[Start]
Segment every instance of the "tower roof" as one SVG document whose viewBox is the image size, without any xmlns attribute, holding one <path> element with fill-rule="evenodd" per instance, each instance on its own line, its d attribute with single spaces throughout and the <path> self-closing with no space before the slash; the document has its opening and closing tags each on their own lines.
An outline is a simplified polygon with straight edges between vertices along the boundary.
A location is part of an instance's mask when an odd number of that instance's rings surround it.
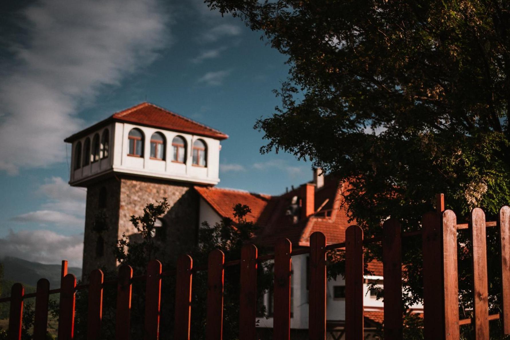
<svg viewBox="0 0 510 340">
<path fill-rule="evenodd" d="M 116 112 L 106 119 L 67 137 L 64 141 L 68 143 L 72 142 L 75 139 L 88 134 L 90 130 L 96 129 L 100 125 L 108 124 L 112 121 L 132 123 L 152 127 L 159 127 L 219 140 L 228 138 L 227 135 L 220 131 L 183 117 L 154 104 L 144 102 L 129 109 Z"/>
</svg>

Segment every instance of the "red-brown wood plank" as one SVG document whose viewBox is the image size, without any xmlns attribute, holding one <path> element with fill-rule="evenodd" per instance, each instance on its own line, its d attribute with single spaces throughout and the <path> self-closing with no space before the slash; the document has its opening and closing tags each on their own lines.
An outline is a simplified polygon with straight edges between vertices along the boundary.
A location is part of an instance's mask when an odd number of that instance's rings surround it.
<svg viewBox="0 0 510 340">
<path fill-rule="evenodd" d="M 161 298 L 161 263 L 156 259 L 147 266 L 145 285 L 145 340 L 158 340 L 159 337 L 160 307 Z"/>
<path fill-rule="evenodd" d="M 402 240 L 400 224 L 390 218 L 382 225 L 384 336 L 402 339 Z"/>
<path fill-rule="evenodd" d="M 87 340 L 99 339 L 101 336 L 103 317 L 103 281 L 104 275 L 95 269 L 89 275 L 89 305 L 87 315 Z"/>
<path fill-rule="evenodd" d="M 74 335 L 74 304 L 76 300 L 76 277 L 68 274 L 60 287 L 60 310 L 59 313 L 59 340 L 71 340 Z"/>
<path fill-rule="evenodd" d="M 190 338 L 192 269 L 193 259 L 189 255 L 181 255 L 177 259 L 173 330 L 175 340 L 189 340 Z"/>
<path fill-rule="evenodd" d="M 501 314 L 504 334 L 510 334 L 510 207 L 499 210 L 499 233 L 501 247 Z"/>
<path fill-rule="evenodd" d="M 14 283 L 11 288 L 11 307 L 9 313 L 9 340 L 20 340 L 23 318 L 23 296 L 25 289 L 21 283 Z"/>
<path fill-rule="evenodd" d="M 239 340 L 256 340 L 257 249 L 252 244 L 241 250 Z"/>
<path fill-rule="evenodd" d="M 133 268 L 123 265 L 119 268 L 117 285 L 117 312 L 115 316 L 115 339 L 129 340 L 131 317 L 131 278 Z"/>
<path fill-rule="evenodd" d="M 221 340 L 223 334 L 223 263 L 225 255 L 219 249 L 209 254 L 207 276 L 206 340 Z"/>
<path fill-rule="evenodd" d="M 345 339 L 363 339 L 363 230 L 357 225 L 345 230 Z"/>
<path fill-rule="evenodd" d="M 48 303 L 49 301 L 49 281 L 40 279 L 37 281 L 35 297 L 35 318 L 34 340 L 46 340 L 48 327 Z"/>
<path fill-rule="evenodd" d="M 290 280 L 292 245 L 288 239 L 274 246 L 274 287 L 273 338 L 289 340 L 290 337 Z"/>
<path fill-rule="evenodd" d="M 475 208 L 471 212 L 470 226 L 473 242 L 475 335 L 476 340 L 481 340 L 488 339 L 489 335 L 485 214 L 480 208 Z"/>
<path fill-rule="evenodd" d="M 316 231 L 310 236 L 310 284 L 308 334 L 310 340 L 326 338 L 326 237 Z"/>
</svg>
[End]
▸ Given problem:
Pick out and copy each line of the listing above that contains the word "self".

▸ Full answer:
Segment every instance of the "tower roof" as one SVG document whose viewBox is the image size, without any xmlns attribute, holding one <path> element with fill-rule="evenodd" per instance, each instance on its own line, its d attribute with single spaces throughout and the <path> self-closing with no space before the slash; the document has its opening and closing tags each on their own lines.
Segment every instance of the "red-brown wood plank" as one SVG document whose viewBox is the image size, without any xmlns attribute, holding one <path> element with fill-rule="evenodd" per instance, each instance on its own line, its d attribute with single spaces throughout and the <path> self-closing with no space before the slash; the document has its opening and closing tags each on their own lines.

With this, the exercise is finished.